### ASSIGNED TASK
Each line of the data needs to be transcribed exactly.

### DATA
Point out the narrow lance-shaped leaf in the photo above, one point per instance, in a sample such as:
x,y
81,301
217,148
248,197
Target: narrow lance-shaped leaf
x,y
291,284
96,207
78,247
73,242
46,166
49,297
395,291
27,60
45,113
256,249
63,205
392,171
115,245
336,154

### TASK RESULT
Point out the narrow lance-shaped leaf in the photo above, one point per instance, in a sample such as:
x,y
81,301
217,148
248,197
Target: narrow lance-shaped leaf
x,y
291,284
96,207
78,247
73,242
46,166
49,297
395,291
27,60
45,113
256,249
63,205
392,171
115,245
336,154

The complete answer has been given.